Task: How many lines in the listing below contain the string "butterfly"? Reply with the number alone.

-- START --

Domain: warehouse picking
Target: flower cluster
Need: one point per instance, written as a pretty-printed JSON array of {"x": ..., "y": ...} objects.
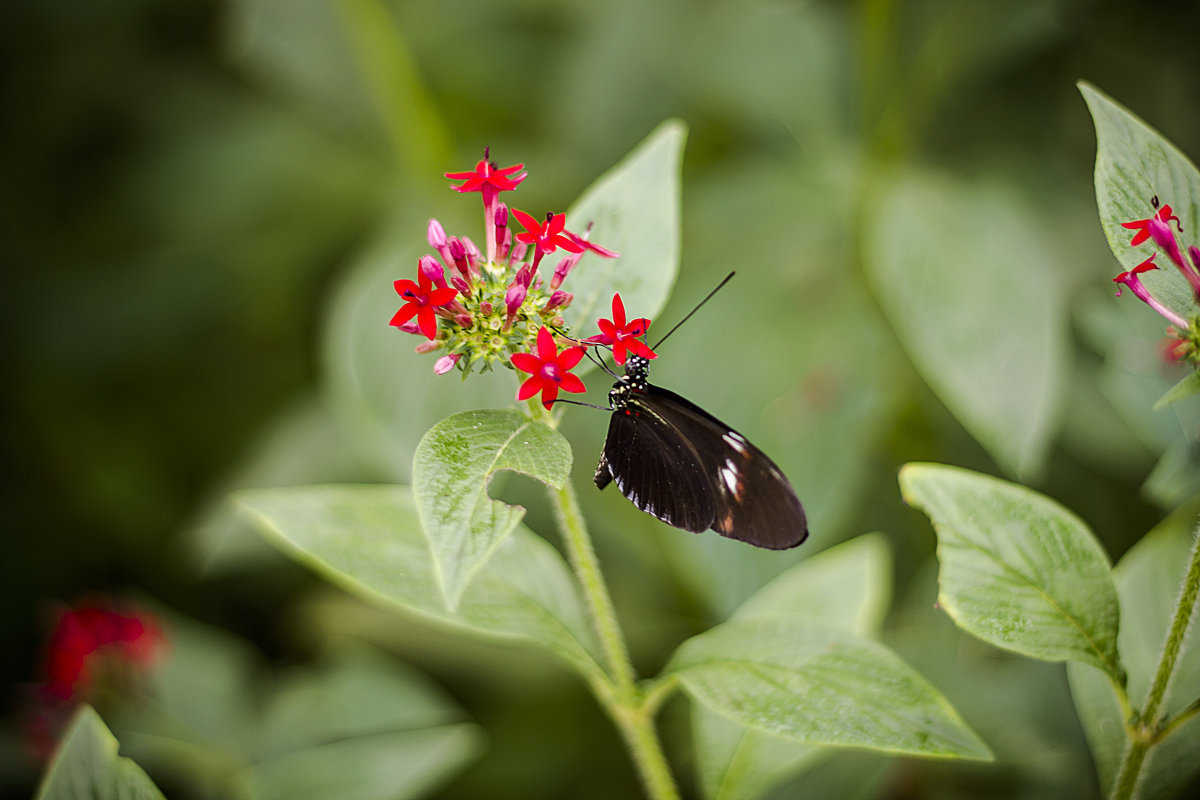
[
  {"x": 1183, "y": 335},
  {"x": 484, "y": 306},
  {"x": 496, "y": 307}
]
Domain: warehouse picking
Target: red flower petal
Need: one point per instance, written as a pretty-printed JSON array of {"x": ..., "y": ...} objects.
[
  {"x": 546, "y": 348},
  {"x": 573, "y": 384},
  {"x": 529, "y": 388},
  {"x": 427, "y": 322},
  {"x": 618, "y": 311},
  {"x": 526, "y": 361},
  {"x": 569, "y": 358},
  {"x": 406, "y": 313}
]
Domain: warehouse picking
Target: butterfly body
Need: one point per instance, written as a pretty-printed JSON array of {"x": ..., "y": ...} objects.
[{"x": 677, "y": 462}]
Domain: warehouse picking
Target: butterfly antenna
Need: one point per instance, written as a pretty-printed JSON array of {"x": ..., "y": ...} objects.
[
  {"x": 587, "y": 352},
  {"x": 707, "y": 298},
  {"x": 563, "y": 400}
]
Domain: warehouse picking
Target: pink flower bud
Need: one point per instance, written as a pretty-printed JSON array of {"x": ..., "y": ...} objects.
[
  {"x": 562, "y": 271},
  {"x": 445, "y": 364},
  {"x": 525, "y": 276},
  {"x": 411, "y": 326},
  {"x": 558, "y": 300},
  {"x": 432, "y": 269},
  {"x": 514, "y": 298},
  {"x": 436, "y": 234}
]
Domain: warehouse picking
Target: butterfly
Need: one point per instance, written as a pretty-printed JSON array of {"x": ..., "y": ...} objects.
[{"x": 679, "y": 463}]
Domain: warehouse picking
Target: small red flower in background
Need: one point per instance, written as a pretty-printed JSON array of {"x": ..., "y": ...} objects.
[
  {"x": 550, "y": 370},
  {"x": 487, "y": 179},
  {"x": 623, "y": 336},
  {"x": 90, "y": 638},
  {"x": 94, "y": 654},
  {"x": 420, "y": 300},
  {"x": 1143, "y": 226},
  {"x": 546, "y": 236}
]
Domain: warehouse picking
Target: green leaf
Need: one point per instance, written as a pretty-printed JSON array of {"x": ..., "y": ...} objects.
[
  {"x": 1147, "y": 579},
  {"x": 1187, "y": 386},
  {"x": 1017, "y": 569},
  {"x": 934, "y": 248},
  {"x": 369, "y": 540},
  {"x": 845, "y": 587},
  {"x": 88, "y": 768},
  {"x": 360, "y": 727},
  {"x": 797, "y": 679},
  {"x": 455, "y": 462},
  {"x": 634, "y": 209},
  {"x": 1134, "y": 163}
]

-- END --

Output of the task: 3